__EXERCISE REQUIREMENTS__
Find every line in the entries below that contains the word "upper", and copy each of those lines.

____ SUPPLIED MATERIAL

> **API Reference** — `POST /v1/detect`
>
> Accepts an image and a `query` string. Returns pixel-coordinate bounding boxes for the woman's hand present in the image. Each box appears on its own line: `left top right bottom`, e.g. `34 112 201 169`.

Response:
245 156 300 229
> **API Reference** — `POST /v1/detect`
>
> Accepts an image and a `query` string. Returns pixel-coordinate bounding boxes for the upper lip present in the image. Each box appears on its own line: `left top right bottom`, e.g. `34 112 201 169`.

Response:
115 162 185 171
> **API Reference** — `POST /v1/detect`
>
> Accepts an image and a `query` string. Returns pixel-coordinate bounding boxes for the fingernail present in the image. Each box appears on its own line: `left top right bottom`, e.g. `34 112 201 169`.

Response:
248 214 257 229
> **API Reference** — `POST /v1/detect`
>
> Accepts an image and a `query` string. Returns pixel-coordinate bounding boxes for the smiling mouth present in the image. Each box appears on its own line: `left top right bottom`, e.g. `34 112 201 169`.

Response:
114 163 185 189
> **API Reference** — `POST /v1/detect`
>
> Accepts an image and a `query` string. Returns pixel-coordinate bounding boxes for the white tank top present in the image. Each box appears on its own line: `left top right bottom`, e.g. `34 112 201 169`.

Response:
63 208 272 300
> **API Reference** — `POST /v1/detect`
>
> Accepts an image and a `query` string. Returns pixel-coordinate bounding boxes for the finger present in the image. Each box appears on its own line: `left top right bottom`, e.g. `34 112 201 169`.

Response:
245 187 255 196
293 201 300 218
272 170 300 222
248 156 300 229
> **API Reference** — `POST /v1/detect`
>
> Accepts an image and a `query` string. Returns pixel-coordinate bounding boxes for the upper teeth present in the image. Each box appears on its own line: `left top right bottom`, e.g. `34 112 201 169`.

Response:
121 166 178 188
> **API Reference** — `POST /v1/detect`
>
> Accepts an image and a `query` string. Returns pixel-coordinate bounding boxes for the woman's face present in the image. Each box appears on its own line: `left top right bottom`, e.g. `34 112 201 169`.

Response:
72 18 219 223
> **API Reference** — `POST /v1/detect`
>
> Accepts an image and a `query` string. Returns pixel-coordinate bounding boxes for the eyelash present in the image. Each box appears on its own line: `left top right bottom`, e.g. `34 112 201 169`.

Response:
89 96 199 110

________

__COMPLETE OUTPUT__
> Accepts an image and a `query` string. Returns pixel-coordinate bounding boxes for the upper lip present in the image. Each box appears on its own line: `left top right bottom`, e.g. `34 112 201 169`.
> Accepts an image and a `query` string. Returns pixel-coordinate bounding boxes for the upper teeth present in the image. Each box appears on its own line: `left top right bottom`, e.g. `34 112 201 169`.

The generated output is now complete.